### [DO THIS]
From the line with "Wildlife-tally tagging: find every instance of the stud" through the final line, please write out the listing exactly, including both of those lines.

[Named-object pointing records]
● ● ● ● ●

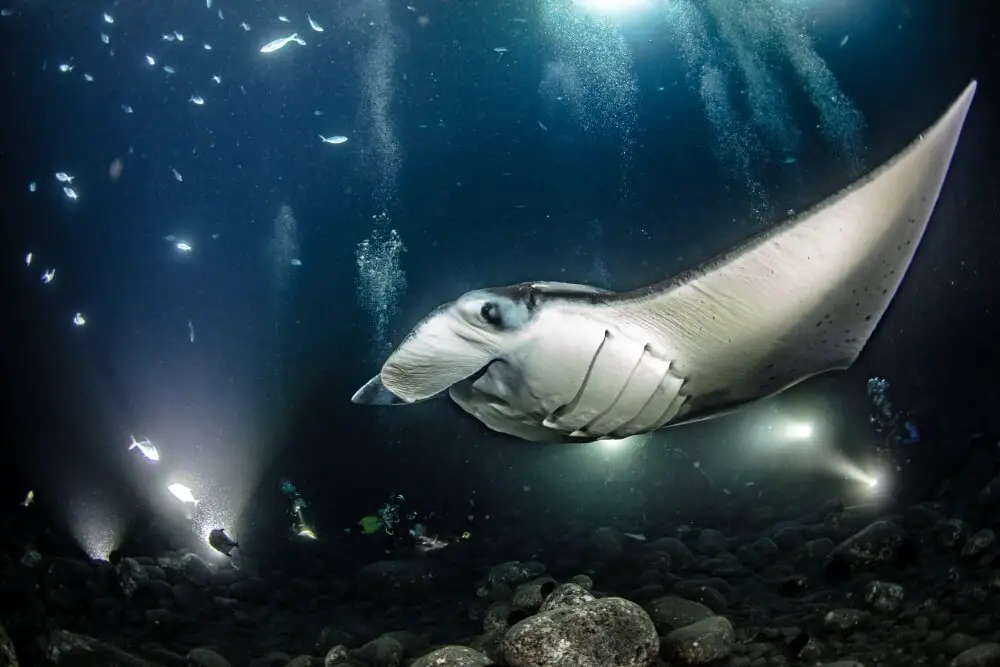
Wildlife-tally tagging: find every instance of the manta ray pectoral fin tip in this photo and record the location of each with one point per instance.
(375, 393)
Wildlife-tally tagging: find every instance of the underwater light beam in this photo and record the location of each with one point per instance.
(612, 6)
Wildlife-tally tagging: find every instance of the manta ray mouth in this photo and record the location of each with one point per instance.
(375, 393)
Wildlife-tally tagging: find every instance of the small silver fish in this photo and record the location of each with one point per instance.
(281, 42)
(146, 448)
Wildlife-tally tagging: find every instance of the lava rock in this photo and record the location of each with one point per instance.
(711, 542)
(205, 657)
(383, 651)
(672, 612)
(883, 596)
(335, 656)
(984, 655)
(567, 595)
(8, 658)
(452, 656)
(707, 640)
(879, 542)
(609, 631)
(846, 619)
(69, 648)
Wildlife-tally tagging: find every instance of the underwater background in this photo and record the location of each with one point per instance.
(209, 248)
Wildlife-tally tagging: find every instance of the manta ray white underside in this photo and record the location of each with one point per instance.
(552, 361)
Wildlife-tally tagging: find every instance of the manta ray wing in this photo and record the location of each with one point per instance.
(801, 298)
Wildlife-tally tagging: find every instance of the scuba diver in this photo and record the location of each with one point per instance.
(221, 542)
(299, 526)
(402, 527)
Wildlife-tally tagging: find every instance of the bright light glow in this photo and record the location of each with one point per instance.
(214, 512)
(95, 528)
(182, 493)
(611, 6)
(799, 430)
(839, 464)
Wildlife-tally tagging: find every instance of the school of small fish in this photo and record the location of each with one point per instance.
(162, 54)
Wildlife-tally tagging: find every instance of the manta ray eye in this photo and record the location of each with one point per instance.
(491, 313)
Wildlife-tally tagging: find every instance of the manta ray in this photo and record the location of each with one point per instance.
(558, 362)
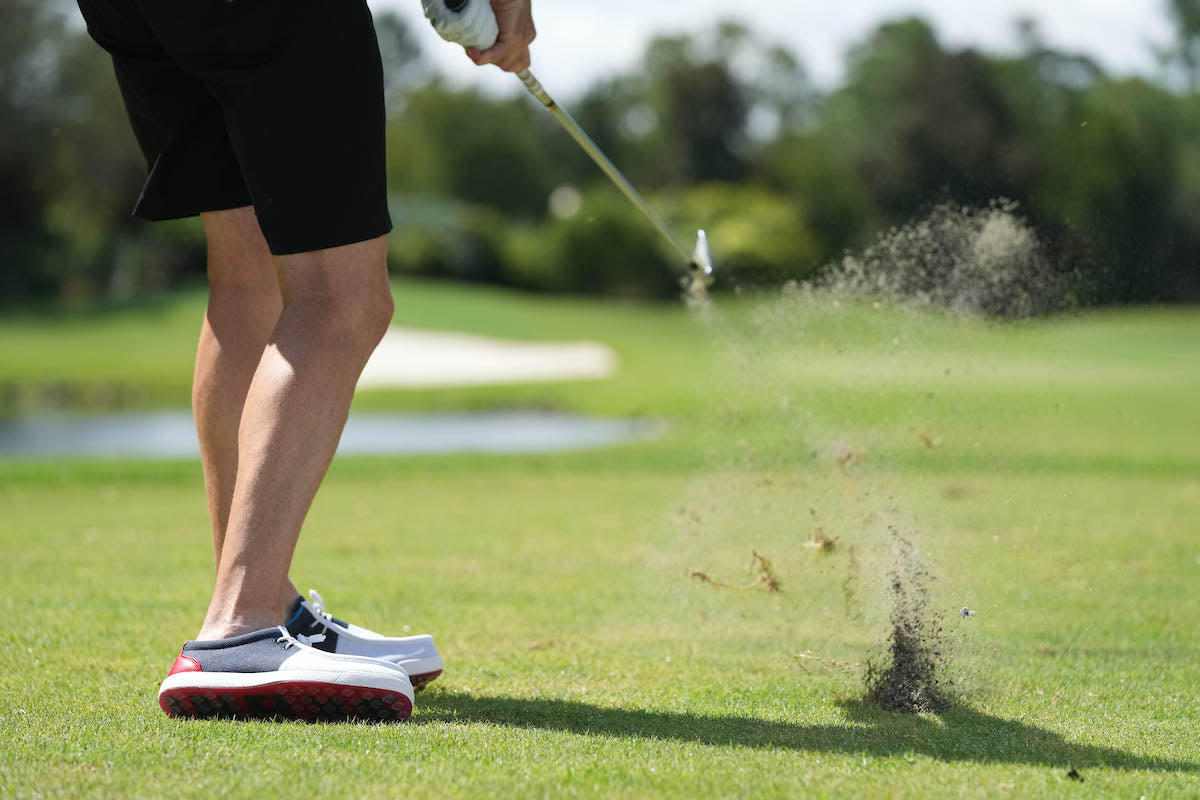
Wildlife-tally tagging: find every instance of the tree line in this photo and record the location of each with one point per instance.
(721, 128)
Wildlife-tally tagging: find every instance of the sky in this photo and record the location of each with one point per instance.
(582, 40)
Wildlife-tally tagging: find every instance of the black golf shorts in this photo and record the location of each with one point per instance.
(273, 103)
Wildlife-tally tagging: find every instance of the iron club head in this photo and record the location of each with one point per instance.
(700, 272)
(702, 258)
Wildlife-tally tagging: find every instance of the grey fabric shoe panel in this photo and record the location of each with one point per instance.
(258, 651)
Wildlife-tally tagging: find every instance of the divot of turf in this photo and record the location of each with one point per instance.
(910, 681)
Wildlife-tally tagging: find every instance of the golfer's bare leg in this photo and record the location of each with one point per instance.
(244, 307)
(336, 306)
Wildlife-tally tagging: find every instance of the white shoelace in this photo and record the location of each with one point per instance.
(289, 641)
(318, 606)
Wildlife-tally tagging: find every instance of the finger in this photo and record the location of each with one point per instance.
(517, 62)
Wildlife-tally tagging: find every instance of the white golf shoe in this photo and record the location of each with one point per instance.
(271, 673)
(417, 654)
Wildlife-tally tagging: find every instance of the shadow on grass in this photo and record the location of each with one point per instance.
(958, 735)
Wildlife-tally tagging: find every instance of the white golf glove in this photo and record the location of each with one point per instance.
(472, 25)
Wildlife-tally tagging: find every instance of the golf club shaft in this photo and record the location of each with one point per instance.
(601, 160)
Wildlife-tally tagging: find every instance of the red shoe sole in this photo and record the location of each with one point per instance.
(423, 680)
(289, 701)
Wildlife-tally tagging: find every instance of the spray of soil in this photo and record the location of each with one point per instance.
(971, 260)
(910, 678)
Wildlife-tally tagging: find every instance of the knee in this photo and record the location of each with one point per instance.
(354, 318)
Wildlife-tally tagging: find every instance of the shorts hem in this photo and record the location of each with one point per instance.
(329, 241)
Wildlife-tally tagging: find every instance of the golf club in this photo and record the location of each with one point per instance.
(471, 23)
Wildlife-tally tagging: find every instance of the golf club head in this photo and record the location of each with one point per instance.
(700, 272)
(702, 258)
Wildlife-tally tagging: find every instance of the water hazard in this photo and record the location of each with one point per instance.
(172, 434)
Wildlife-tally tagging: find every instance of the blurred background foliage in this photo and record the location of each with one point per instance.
(721, 130)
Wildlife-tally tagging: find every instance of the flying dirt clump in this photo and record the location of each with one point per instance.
(967, 259)
(910, 680)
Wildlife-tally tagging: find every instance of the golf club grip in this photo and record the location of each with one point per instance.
(601, 160)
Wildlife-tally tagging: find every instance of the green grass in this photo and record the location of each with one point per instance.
(1048, 473)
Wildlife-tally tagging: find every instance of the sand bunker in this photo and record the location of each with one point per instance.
(417, 359)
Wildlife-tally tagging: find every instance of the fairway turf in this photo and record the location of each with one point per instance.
(1048, 474)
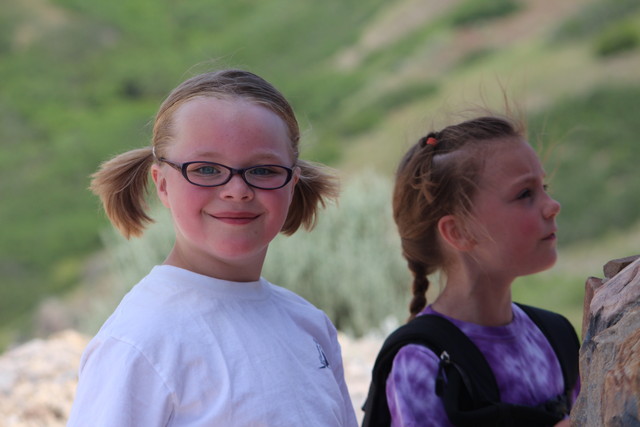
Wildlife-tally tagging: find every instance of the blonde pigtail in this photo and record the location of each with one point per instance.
(317, 186)
(122, 185)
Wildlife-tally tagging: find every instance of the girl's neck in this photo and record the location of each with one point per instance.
(486, 304)
(214, 268)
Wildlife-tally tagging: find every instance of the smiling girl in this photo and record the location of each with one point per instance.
(203, 339)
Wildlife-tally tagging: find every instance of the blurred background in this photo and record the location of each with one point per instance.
(80, 81)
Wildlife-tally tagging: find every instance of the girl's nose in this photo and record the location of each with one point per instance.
(236, 188)
(552, 208)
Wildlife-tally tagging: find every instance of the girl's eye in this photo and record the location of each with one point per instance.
(525, 194)
(262, 171)
(204, 169)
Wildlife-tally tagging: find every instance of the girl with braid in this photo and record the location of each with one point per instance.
(203, 339)
(470, 202)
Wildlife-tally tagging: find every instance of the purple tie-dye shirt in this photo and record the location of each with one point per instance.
(525, 366)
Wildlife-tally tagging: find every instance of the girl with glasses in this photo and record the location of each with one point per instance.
(203, 339)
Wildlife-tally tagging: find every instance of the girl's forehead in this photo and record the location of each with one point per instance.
(511, 160)
(229, 127)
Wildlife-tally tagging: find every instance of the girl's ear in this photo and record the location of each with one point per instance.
(296, 177)
(453, 231)
(161, 184)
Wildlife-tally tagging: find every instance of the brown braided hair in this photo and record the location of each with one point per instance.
(437, 177)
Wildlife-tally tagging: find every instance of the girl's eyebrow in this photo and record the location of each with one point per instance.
(255, 158)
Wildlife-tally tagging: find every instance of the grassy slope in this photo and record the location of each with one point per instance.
(365, 77)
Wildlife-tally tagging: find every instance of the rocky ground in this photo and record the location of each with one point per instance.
(38, 378)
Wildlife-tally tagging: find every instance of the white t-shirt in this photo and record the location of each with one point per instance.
(186, 349)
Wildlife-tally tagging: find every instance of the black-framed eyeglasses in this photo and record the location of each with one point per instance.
(210, 174)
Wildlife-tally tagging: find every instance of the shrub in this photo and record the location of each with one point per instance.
(617, 39)
(473, 12)
(350, 265)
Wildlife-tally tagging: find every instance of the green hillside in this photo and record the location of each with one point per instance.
(81, 81)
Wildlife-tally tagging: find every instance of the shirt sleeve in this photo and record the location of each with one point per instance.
(410, 389)
(119, 387)
(337, 367)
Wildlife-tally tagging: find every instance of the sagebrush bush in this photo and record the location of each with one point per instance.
(350, 265)
(619, 38)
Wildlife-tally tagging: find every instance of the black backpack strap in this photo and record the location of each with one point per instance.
(437, 334)
(564, 341)
(470, 395)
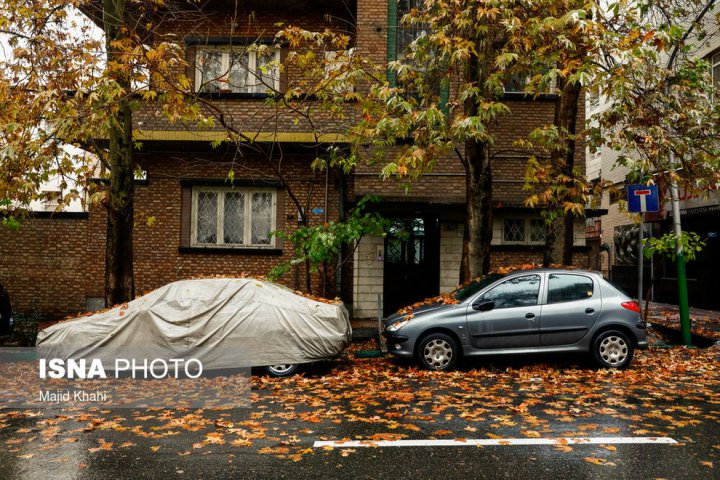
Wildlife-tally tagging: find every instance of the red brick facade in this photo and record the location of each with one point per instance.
(56, 265)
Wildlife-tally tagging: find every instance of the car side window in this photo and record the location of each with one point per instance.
(569, 288)
(516, 292)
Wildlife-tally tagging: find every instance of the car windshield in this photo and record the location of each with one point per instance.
(466, 291)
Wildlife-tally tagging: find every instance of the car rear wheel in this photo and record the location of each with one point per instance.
(282, 370)
(613, 349)
(438, 352)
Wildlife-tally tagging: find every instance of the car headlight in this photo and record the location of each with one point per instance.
(397, 325)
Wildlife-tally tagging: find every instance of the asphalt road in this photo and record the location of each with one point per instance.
(667, 394)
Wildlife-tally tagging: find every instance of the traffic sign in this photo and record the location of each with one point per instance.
(643, 198)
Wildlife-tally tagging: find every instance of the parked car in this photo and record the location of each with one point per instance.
(224, 322)
(527, 311)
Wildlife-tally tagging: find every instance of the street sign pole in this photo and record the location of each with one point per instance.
(640, 259)
(683, 303)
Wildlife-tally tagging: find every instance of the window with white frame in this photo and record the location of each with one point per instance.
(233, 217)
(523, 231)
(237, 69)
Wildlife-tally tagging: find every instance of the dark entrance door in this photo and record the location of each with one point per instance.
(412, 262)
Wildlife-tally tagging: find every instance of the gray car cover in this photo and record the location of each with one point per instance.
(223, 322)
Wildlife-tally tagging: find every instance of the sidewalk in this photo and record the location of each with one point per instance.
(703, 323)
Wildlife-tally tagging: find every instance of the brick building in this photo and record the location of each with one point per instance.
(205, 225)
(618, 230)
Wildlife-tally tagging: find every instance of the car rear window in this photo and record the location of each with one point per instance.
(569, 288)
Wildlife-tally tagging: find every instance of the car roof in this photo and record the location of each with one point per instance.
(554, 270)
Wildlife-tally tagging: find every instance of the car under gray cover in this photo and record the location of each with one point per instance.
(224, 322)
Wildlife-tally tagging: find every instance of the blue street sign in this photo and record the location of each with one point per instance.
(643, 198)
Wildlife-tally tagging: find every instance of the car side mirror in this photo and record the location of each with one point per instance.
(484, 305)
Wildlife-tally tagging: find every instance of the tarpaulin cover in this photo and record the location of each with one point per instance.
(224, 322)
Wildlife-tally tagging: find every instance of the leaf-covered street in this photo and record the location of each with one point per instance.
(667, 392)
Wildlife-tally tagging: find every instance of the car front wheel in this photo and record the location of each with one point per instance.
(438, 351)
(283, 370)
(613, 349)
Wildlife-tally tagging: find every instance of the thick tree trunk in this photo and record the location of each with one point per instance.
(119, 282)
(559, 233)
(478, 228)
(478, 183)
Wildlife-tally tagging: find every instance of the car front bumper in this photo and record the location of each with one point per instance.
(399, 345)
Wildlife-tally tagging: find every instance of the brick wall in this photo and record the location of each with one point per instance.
(43, 265)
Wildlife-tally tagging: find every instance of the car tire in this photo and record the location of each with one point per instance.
(282, 370)
(438, 351)
(613, 349)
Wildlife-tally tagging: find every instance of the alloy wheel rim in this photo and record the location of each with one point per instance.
(438, 354)
(280, 369)
(613, 350)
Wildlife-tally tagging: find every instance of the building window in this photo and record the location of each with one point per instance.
(537, 230)
(523, 231)
(517, 83)
(715, 63)
(224, 217)
(406, 33)
(224, 69)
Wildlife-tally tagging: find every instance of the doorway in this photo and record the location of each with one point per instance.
(411, 262)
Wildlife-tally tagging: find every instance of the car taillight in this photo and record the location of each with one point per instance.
(634, 306)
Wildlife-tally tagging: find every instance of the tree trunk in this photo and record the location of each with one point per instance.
(478, 180)
(559, 233)
(478, 229)
(119, 282)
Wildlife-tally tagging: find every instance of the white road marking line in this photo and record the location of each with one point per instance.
(497, 442)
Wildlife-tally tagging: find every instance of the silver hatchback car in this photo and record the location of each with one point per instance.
(527, 311)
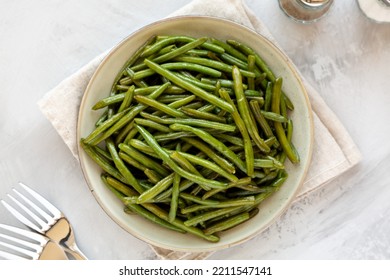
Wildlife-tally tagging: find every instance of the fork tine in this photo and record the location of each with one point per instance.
(20, 217)
(29, 234)
(32, 254)
(10, 256)
(47, 204)
(32, 250)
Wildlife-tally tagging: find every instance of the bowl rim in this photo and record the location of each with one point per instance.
(275, 48)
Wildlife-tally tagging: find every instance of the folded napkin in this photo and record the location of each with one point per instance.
(329, 133)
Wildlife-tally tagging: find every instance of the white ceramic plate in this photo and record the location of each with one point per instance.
(100, 85)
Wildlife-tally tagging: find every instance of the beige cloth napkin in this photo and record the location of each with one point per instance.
(61, 105)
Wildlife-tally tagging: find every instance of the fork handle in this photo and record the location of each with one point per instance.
(75, 252)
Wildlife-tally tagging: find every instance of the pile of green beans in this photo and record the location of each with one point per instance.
(194, 134)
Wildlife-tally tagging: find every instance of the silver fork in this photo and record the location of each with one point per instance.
(28, 246)
(47, 220)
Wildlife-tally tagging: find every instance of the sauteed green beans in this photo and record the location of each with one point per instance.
(194, 134)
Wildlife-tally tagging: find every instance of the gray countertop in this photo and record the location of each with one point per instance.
(345, 56)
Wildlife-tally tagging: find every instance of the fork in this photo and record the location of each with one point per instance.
(32, 246)
(50, 222)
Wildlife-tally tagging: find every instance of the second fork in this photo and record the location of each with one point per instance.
(44, 218)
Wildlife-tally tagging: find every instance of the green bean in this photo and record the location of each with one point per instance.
(228, 48)
(213, 64)
(127, 117)
(178, 66)
(101, 161)
(210, 215)
(226, 165)
(143, 212)
(243, 108)
(209, 165)
(259, 117)
(183, 102)
(203, 115)
(175, 198)
(251, 67)
(102, 118)
(152, 124)
(179, 223)
(159, 106)
(285, 144)
(268, 163)
(120, 165)
(259, 61)
(165, 157)
(185, 164)
(188, 86)
(104, 126)
(174, 39)
(192, 122)
(173, 136)
(156, 189)
(230, 222)
(196, 82)
(128, 159)
(145, 160)
(152, 175)
(208, 138)
(123, 133)
(117, 98)
(274, 116)
(249, 157)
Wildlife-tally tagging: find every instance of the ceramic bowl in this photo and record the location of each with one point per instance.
(198, 26)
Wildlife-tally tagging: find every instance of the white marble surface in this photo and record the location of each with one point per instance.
(345, 56)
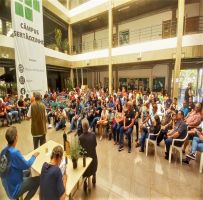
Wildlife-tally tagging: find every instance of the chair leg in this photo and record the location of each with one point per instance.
(181, 157)
(147, 145)
(201, 163)
(155, 149)
(170, 154)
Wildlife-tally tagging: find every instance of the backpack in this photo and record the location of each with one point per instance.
(5, 163)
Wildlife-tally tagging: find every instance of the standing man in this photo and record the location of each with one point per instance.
(37, 114)
(127, 127)
(13, 180)
(178, 132)
(188, 92)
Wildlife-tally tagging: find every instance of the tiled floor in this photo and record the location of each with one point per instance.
(123, 176)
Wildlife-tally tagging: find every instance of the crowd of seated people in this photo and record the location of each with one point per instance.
(117, 115)
(13, 109)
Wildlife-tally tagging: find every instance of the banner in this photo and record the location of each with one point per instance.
(27, 24)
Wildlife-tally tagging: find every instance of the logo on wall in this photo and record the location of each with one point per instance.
(21, 68)
(21, 80)
(26, 10)
(22, 91)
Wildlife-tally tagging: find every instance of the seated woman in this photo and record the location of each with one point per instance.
(197, 145)
(118, 122)
(88, 142)
(103, 121)
(154, 128)
(60, 118)
(168, 123)
(52, 181)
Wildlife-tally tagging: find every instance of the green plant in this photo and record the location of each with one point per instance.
(75, 148)
(58, 36)
(65, 45)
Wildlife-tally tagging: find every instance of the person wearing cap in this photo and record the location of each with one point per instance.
(37, 113)
(127, 127)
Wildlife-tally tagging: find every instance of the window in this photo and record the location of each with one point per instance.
(124, 37)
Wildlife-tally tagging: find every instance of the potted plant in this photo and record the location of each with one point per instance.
(58, 36)
(75, 150)
(65, 46)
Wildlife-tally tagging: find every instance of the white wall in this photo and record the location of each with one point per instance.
(87, 42)
(154, 21)
(101, 37)
(142, 29)
(191, 10)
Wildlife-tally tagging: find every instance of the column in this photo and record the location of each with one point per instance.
(116, 80)
(110, 18)
(181, 8)
(72, 77)
(68, 4)
(77, 77)
(4, 28)
(81, 76)
(70, 39)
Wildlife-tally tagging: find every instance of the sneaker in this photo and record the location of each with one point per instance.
(186, 162)
(166, 157)
(141, 150)
(94, 181)
(120, 148)
(191, 156)
(49, 126)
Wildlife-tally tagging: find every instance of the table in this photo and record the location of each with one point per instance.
(74, 175)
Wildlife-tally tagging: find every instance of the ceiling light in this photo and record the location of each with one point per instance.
(124, 8)
(92, 20)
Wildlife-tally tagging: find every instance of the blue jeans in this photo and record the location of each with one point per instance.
(116, 132)
(128, 132)
(168, 143)
(197, 145)
(94, 123)
(29, 185)
(144, 137)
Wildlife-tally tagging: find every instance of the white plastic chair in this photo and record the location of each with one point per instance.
(154, 142)
(179, 149)
(201, 163)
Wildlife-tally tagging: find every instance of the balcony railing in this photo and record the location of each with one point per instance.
(133, 36)
(149, 33)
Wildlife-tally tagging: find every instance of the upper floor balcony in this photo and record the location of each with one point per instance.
(137, 35)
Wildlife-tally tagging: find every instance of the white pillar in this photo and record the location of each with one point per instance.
(181, 9)
(110, 18)
(81, 76)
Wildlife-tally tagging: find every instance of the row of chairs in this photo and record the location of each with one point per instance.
(172, 147)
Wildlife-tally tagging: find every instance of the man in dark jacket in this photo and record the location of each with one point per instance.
(88, 142)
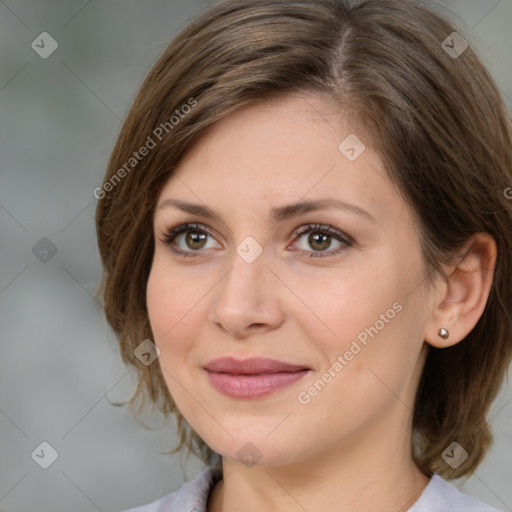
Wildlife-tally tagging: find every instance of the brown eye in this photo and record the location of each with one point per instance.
(320, 239)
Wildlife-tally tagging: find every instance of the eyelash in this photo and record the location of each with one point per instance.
(171, 234)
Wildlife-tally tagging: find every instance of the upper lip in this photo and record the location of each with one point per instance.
(251, 366)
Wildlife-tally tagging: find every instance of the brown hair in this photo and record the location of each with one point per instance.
(436, 119)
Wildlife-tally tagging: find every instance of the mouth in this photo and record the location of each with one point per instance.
(252, 378)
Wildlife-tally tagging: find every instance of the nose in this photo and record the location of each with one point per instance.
(247, 299)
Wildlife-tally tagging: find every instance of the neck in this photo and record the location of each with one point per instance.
(360, 473)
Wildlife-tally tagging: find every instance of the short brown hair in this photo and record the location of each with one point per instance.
(436, 119)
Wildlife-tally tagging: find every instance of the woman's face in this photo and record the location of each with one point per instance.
(345, 299)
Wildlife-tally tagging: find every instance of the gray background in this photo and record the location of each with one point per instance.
(59, 118)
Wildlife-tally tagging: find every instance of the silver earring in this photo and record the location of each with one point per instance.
(443, 333)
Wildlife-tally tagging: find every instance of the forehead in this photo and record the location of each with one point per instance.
(280, 152)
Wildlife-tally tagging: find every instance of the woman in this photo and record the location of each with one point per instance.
(305, 234)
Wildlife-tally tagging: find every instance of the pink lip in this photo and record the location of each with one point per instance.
(252, 378)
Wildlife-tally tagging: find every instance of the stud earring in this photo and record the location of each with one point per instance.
(443, 333)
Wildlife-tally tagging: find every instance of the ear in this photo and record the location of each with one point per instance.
(460, 299)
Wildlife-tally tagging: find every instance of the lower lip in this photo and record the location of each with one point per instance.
(253, 386)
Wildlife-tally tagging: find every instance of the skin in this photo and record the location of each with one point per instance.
(348, 449)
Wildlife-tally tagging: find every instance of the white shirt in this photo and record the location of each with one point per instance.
(438, 496)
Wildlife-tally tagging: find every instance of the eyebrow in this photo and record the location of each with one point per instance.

● ● ● ● ●

### [COMPLETED TASK]
Wildlife-tally tagging: find every instance of the stud earring in this photo and record the location of each with one point per instance.
(443, 333)
Wildlife-tally tagging: find every instance of the ear in this photo and record the location of each with one point per instance.
(460, 299)
Wildlife-tally tagging: find every instance of the lower lip in this photo and record the location of each with one point per instance.
(253, 386)
Wildlife-tally tagging: find every instance of the skin in this photo and record the location of each with one point per instance.
(348, 449)
Wildlife-tally tagging: find every instance of the white shirt in this photo and record the location of each with one point per instance.
(438, 496)
Wildlife-tally tagging: find every instance of the eyebrow in this photo and record the location of each with one point per instance.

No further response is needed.